• **Quoted passage**
————

- Born: Lisa Dale Daniel
- Origin: Kentucky, U.S.
- Genres: Country
- Occupation: Singer-songwriter
- Instrument: Vocals
- Years active: 1993-1994
- Label: BNA

= Dale Daniel =

American singer-songwriter

Lisa Dale Daniel is an American country music artist. She has recorded one studio album, Luck of Our Own. Daniel is the daughter of songwriter Naomi Martin, whose credits include the Grammy nominated "Let's Take the Long Way Around the World" by Ronnie Milsap and "My Eyes Can Only See as Far as You" by Charley Pride. Daniel and Martin also co-wrote the track "Someone to Call Me Darling" on Lorrie Morgan's 1992 album Watch Me. She also co-penned a Barbara Mandrell and Lee Greenwood duet, “I’d Give Anything to Be Everything to You”. which also featured Daniel on background vocals.

————

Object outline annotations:

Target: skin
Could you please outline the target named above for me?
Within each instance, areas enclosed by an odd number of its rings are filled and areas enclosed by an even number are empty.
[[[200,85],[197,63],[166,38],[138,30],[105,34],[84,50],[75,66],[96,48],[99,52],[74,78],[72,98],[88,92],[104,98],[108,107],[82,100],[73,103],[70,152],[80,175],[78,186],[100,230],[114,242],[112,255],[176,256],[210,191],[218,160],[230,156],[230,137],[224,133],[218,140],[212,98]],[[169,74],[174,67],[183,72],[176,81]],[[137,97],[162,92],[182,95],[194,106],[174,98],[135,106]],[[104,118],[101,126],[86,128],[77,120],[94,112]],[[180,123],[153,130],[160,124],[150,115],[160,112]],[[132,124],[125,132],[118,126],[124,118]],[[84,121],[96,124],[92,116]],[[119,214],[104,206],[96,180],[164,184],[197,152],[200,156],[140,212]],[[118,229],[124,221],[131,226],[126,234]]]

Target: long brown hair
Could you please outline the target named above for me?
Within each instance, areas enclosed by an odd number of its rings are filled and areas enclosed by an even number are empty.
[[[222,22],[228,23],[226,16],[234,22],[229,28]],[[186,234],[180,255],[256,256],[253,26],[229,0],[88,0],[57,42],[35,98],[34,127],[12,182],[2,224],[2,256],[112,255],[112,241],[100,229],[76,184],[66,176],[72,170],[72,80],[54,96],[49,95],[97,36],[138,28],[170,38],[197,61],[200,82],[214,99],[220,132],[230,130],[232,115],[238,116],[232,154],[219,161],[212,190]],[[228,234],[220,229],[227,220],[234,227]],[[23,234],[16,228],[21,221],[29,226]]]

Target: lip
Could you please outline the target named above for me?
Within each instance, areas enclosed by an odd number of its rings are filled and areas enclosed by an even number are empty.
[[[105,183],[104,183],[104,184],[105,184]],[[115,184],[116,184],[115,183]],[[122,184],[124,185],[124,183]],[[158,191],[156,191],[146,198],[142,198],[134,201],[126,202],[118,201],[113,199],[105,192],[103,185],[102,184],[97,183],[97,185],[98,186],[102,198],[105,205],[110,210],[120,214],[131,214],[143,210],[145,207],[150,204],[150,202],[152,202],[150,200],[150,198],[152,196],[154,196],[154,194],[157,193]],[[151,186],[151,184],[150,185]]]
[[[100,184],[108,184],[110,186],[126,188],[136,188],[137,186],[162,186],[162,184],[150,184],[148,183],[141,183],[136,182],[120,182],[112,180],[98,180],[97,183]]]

————

• **What to work on**
**A.** Name every song title that appears in quotation marks in the Dale Daniel biography.
**B.** Using the Dale Daniel biography, decide whether each statement agrees with it: (i) Daniel has recorded two studio albums. (ii) Naomi Martin is Daniel's mother. (iii) Watch Me is a 1992 album by Lorrie Morgan.

• **Task solutions**
**A.**
"Let's Take the Long Way Around the World"
"My Eyes Can Only See as Far as You"
"Someone to Call Me Darling"
"I’d Give Anything to Be Everything to You"

**B.**
(i) No: "She has recorded one studio album, Luck of Our Own."
(ii) Yes: "Daniel is the daughter of songwriter Naomi Martin"
(iii) Yes: "on Lorrie Morgan's 1992 album Watch Me"